Instruction - Report every line of the records below that contains the word "person", matching case exactly.

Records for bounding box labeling
-*-*-
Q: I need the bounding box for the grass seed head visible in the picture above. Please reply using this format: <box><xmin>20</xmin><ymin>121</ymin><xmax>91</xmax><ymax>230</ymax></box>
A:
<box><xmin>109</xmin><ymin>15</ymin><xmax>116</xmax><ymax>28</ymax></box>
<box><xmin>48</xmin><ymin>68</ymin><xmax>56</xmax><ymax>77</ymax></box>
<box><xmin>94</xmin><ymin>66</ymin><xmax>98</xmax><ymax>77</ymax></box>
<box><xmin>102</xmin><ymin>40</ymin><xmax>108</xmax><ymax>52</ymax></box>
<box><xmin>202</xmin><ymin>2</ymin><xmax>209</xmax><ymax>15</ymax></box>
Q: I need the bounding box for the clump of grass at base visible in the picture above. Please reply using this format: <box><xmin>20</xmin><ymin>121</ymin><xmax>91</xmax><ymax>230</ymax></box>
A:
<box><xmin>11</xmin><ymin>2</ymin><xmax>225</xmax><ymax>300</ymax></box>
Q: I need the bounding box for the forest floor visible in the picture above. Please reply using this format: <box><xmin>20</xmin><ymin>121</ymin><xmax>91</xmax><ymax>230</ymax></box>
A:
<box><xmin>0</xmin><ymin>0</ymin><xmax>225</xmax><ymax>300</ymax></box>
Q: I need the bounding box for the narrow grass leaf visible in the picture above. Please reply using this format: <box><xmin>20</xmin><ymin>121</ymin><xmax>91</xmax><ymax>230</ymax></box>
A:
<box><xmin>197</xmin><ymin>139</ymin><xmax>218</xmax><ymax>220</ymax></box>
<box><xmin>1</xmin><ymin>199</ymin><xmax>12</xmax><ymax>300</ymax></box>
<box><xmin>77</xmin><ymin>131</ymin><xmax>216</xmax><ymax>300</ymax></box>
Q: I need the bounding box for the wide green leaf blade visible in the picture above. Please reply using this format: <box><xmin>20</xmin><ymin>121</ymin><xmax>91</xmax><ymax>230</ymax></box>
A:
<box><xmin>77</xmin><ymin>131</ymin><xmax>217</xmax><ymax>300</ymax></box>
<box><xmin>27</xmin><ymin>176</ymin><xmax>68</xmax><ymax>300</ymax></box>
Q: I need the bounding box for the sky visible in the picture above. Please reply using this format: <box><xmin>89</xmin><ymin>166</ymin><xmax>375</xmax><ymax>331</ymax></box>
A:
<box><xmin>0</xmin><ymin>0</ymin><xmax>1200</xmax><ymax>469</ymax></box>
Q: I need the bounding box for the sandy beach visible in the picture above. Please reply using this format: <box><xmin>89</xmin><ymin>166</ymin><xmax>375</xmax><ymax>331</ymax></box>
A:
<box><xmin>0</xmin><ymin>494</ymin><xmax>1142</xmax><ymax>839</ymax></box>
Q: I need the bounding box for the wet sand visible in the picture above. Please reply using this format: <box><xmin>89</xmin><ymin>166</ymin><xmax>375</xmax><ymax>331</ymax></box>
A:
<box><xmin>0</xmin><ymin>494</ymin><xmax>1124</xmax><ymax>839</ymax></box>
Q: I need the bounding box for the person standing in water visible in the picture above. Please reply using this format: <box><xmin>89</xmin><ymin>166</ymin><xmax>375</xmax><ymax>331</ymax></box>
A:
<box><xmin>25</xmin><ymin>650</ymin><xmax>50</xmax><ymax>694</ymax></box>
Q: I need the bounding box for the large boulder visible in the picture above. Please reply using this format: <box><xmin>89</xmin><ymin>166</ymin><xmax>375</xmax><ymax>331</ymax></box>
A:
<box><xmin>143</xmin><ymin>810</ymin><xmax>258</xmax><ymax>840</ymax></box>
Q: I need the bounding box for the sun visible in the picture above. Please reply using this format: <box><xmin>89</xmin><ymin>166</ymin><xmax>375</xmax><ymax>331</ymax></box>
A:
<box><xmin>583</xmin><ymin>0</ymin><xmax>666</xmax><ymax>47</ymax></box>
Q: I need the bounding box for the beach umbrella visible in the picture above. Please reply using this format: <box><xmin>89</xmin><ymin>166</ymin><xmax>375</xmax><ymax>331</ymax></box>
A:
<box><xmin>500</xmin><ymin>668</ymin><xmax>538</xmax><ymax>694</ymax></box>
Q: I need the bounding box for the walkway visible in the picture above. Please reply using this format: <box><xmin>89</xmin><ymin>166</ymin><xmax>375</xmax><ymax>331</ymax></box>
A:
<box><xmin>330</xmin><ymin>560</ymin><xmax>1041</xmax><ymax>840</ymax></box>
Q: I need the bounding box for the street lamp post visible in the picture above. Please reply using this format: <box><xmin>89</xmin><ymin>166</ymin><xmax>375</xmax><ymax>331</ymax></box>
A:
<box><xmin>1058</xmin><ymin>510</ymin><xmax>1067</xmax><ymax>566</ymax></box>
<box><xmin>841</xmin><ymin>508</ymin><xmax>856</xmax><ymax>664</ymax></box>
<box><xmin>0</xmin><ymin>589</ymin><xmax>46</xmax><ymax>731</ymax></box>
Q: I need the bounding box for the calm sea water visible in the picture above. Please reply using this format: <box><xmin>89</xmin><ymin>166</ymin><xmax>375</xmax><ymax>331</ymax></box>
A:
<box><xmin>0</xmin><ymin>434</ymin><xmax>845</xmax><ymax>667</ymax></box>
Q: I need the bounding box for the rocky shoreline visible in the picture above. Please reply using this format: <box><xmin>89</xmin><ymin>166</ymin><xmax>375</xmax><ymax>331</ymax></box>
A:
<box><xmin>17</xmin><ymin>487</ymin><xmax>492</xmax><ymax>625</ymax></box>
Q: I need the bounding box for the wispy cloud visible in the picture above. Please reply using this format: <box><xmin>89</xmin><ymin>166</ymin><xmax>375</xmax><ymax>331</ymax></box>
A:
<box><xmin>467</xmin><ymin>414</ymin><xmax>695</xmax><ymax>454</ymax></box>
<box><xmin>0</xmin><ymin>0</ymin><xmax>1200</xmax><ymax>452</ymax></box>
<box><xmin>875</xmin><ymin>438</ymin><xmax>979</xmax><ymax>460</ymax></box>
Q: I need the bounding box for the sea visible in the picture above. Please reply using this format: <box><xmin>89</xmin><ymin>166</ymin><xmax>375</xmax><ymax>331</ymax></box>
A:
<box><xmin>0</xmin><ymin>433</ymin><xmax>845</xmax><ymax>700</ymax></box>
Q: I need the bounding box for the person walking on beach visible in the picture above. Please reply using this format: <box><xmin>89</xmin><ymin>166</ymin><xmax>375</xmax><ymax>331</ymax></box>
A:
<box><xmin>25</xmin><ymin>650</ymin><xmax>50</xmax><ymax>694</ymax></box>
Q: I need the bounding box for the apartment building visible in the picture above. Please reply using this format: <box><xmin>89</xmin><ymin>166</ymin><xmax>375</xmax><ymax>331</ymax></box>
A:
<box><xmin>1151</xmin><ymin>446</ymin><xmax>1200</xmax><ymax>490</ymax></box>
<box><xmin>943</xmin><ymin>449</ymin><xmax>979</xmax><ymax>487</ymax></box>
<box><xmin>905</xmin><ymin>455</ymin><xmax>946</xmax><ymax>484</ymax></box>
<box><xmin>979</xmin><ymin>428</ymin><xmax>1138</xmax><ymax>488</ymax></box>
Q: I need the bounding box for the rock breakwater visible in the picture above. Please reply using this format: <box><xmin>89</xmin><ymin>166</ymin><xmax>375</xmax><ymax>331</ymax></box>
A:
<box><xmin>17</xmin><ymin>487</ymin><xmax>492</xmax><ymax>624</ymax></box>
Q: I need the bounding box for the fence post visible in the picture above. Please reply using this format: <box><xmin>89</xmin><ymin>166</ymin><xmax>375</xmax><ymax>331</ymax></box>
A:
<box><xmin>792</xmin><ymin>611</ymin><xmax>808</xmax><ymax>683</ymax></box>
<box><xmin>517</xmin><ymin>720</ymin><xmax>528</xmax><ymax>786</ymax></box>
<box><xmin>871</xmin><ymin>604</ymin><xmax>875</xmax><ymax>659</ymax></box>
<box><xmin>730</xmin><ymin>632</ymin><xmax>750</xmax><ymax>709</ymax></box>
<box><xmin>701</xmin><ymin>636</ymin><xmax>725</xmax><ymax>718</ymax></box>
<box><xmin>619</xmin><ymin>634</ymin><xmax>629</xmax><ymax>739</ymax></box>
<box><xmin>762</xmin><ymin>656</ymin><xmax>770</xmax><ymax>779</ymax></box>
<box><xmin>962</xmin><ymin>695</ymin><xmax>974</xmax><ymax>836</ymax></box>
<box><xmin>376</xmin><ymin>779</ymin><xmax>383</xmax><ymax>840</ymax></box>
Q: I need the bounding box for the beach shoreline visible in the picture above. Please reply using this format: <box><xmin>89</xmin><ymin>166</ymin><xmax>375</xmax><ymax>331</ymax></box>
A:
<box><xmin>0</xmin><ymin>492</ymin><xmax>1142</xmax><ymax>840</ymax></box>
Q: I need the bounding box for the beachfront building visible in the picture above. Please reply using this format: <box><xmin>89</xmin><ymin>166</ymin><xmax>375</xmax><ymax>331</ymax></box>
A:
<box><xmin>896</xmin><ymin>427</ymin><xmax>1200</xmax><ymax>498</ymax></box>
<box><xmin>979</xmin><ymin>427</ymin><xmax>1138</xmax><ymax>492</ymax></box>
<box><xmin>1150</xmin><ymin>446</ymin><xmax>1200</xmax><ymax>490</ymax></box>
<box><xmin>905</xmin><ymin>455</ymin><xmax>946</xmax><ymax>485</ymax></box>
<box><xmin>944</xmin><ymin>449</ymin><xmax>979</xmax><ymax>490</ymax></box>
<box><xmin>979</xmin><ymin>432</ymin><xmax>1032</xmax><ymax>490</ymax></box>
-*-*-
Result of this exercise -
Q: I need the bounding box for the person standing in water visible in the picture above. Please reply using this format: <box><xmin>89</xmin><ymin>166</ymin><xmax>375</xmax><ymax>331</ymax></box>
Q: I need the bounding box for the person walking on beach visible in the picture above. Please reply using this format: <box><xmin>89</xmin><ymin>166</ymin><xmax>375</xmax><ymax>331</ymax></box>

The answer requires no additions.